Return the data that follows exactly. Include every line.

Entries taken from a collection:
..............................
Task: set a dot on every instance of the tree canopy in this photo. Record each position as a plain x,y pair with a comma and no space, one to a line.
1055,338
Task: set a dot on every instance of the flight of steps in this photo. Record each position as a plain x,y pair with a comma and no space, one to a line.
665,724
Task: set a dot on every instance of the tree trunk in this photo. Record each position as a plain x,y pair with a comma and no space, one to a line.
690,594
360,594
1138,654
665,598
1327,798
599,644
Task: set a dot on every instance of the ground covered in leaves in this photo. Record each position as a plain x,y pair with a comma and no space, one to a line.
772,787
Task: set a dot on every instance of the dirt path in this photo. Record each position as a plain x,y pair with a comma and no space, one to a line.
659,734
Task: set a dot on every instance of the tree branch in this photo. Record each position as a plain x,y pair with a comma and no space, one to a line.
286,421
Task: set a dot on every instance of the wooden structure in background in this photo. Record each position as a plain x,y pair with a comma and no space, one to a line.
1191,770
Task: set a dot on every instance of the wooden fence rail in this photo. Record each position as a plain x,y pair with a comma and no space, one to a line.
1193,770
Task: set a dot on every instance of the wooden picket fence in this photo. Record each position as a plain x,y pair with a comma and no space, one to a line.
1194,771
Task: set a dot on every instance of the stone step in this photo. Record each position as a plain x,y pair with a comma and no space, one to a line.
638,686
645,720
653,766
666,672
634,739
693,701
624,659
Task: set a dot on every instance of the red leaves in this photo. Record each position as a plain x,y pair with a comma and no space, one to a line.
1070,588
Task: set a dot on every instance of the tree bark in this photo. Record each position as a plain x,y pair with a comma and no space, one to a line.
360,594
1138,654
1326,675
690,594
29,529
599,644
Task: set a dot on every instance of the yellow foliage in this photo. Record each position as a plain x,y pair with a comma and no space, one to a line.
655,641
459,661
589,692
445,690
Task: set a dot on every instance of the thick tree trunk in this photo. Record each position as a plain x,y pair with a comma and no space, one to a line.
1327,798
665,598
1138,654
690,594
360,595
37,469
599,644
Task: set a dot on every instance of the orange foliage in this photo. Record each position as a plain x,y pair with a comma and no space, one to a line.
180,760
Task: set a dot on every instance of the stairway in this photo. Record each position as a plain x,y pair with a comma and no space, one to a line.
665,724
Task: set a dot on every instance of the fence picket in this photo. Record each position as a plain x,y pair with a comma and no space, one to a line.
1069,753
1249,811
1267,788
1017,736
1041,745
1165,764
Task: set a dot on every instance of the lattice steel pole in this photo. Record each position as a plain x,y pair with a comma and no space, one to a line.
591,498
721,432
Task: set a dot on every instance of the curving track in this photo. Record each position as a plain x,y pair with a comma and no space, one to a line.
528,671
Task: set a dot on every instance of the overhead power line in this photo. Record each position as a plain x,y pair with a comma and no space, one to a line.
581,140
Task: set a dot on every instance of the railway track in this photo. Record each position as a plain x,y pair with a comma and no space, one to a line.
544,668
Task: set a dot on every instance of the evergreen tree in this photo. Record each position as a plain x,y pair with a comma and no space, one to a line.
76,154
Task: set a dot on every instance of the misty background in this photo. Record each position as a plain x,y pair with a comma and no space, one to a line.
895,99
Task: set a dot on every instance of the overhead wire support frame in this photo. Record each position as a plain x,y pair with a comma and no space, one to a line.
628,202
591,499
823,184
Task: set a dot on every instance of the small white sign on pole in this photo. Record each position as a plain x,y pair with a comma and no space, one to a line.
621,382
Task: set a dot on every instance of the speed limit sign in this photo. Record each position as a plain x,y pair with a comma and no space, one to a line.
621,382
..............................
Task solution:
Task: set a dot on every instance of the tree canopy in this photo. Record each position as a plain x,y pair with a comma and no space, one to a line.
1055,338
Task: set a dot on every instance of the flight of steps in this photo. Record each position as a plain x,y pair with a comma and no space, one to a line.
665,724
Task: set a dot on every instance of the tree trunk in this photo. Record each position as a plain x,y pair with a comma and no space, one to a line.
690,594
360,594
1138,654
665,598
1327,798
599,644
Task: set a dot on every instance of the ground covered in leaves in this photo. Record each position as a plain x,y pair with a comma and no space, one to a line.
772,787
Task: set a dot on every instance of the dirt path in this photo. Record each position as a plain x,y pair with a comma and no space, one to a line.
659,734
Task: set a dot on every instance of the tree branch in this photo. Record each position as a plain x,y pair with a comma and no space, one to a line.
286,421
Task: set a dot on every instance of the wooden structure in background in this photo. Record each position as a plain x,y pair with a comma and no space, one to a line.
1191,770
Task: set a dot on every instance of the wooden fence rail in this photo. Record each position as a plain x,y pair with a comma and no space, one to a line.
1193,770
Task: set a dot on every instance of the wooden picket fence in this photo. Record each position as a plain x,y pair with a comma and no space, one to a line.
1194,771
Task: set a dot on every instance of the stone step in this photo. Record each position as a plain x,y pair with a comma and no space, one to a line.
638,686
645,720
653,766
666,672
634,739
693,701
624,659
Task: set a dot on every instance of the red leaves in this photo. Record each position as a plain x,y pair with a comma and no space, one to a line.
1070,588
Task: set a dot on every instance of the tree bark in this photo. Record each position as a plain x,y pair with a comma and no space, one to a line.
360,594
1138,654
1326,675
690,594
29,529
599,644
Task: set a dot on every instance of the yellow foliage in this photo. Record each position as a plain x,y pair with a comma and no space, one to a line.
655,641
459,661
589,692
445,690
Task: set a dot on every instance of the thick tree trunk in this photo. Record each position as a plain x,y pair with a comma and no space, one to a line.
1327,798
665,598
1138,654
690,594
360,595
37,469
599,644
Task: set a dot on every instance of the orange foliage in this photo. Record each position as a plain x,y pair with a comma and no space, one to a line.
180,760
Task: set a dot on every instance of the stairway in this photo. Record each position as a plain x,y pair with a comma and no space, one to a line.
665,724
Task: set a dot on every instance of the fence picket in this photo. Record each position as a plain x,y pair with a comma and no space, one to a line.
1069,753
1249,811
1267,788
1017,736
1041,745
1165,764
Task: set a dot on every instance of the lattice steel pole in this photo. Record each position as a plain x,y pair with a comma and no space, one to a line.
591,498
721,432
Task: set a dot on every instance of the curving track in this photo. Record each position as a plain x,y pair with a comma and no space, one to a line.
528,671
Task: set a dot on every instance of the overhead power line in this photo. Record each position as a plain x,y pair with a comma and no space, one to a line.
581,140
Task: set a dot on every instance of the railway track in this photo. Record each position as a plain x,y pair with a comma and no space, one to a line.
544,668
Task: set a dot on every instance of the evergreen tree in this photo. Record each position as a plain x,y pair with a comma and no space, one to a line.
76,154
Task: set a dot on every instance of the misty background in this photo. Record each position as a plain x,y pair with a comma and no space, one to a line.
895,99
Task: set a dot on every instance of the overhead wire support frame in this photo. Record each position as a plain x,y pair with a comma and no space, one to a line.
628,202
591,499
823,184
Task: set a dot on every instance of the small white sign on pole in this photo. Record each position as a plain x,y pair with a comma and no space, one to a line.
621,382
Task: set a dot on every instance of the speed limit sign in this photo. Record each position as a plain x,y pair with a comma and no space, one to a line.
621,382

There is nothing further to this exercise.